** PROBLEMA PROPOSTO 1 **
Segundo o trecho sobre a Lei Anticorrupção, quantos anos a Lei federal n. 12.846/13 completa no mês mencionado?

===== TRECHO DO TEXTO

No mês em que a
Lei federal n. 12.846/13 – nossa Lei Anticorrupção – completa 5 (cinco) anos, a
pergunta que para muitos tende a avaliar a sua eficácia e efetividade (a lei
pegou?) seria: a corrupção diminuiu nesse período?
A impressão que
se tem é que a corrupção persiste, mas isso não significa que não tenhamos o
que comemorar, no sentido de bons resultados trazidos pela Lei Brasileira
Anticorrupção – LAB.
As operações
policiais que continuam a investigar e desbaratar esquemas de corrupção nos
níveis federal, estadual e municipal parecem deixar evidente que agentes
públicos e privados continuam a prestigiar alianças espúrias que exerciam antes
da edição da LAB. E no cenário atual de forte crise financeira e institucional,
forçoso é concluir que quando os recursos públicos se tornam mais escassos, não
é somente a competição lícita pelo acesso a estes recursos que aumenta; a
competição ilícita também tende a crescer. Levando-se em conta que a corrupção
brasileira que a Lava-Jato desvendou é do tipo sistêmico e relacional – era a
forma pela qual os negócios eram (e provavelmente ainda são) realizados na
amplitude do setor público – necessitamos de um tempo maior do que cinco anos
para mudar o padrão dominante da forma de fazer negócios no país.
Convenhamos, não
é função de uma lei mudar este estado de coisas, da noite para o dia. Trata-se
de uma específica cultura de fazer negócios ainda muito arraigada no país, e se
tínhamos a expectativa de que a corrupção seria contida, neutralizada ou
erradicada a partir da adoção da Lei Anticorrupção, o melhor que temos a fazer
agora é encararmos de frente a realidade e admitirmos que combater a corrupção
é uma cruzada incessante, que necessitará de melhorias e ajustes contínuos,
hoje e sempre, perpassando por vários mandatos eletivos do Poder Executivo e
por várias legislaturas do Congresso Nacional. Uma cruzada que precisa ser
liderada por um Governo Ético, mas também capitaneada por empresas éticas,
sociedade civil e cidadãos que privilegiem a ética em suas condutas cotidianas;
por um Judiciário vigilante e um Ministério Público cada vez mais focado e
especializado no tema.

==========
===== REGISTROS ARMAZENADOS

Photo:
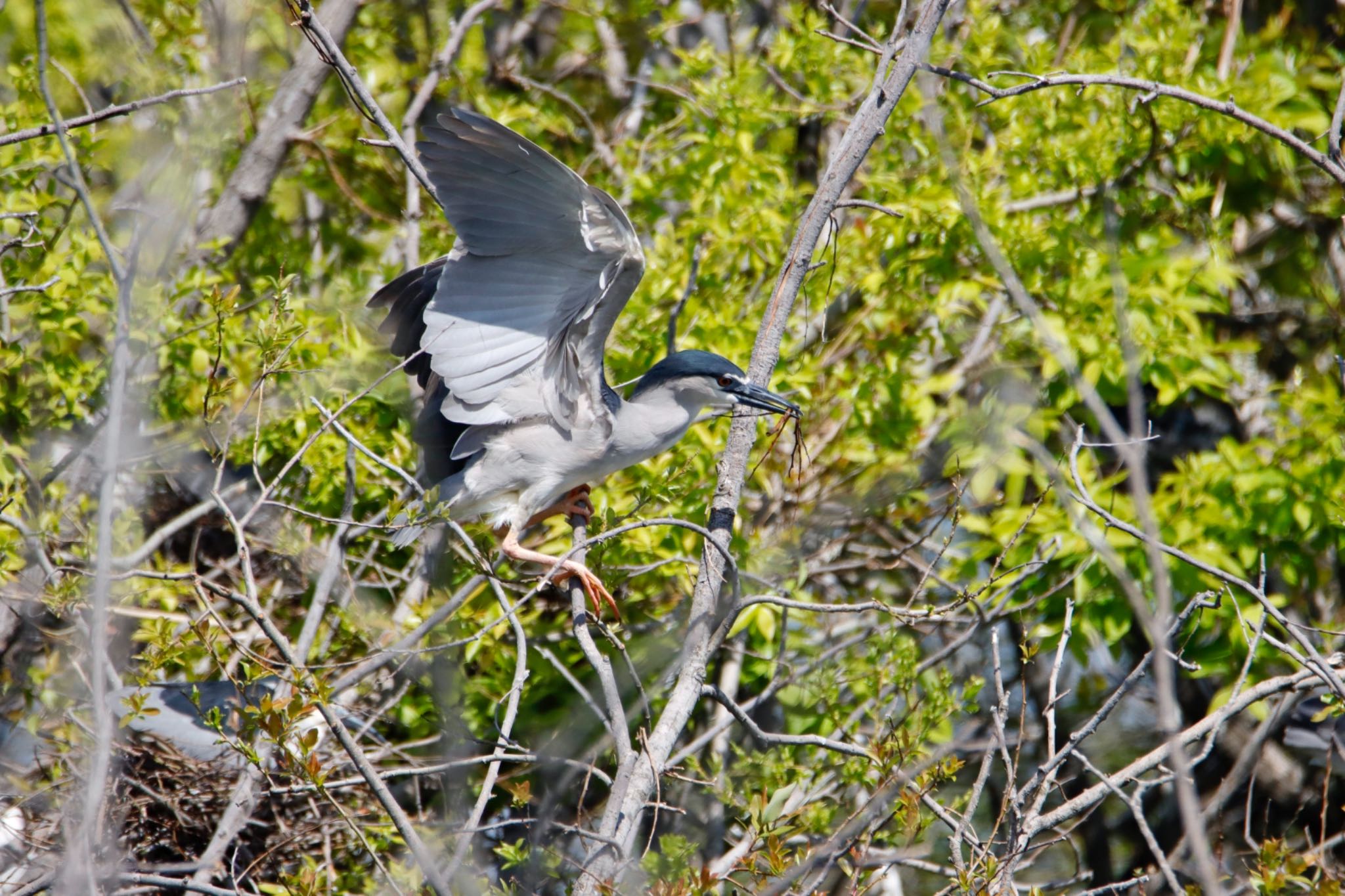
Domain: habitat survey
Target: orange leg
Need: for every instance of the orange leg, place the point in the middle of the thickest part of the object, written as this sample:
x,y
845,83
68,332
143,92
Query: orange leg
x,y
576,503
594,586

==========

** PROBLEMA PROPOSTO 2 **
Reescreva os registros substituindo "orange leg" por "red leg" e mantendo todo o resto inalterado. Deixe as imagens de fora da resposta.

** RESPOSTA DO EXERCÍCIO 1 **
Cinco anos.

** RESPOSTA DO EXERCÍCIO 2 **
Photo:
Domain: habitat survey
Target: red leg
Need: for every instance of the red leg, place the point in the middle of the thickest part of the object, written as this sample:
x,y
845,83
68,332
143,92
Query: red leg
x,y
576,503
594,586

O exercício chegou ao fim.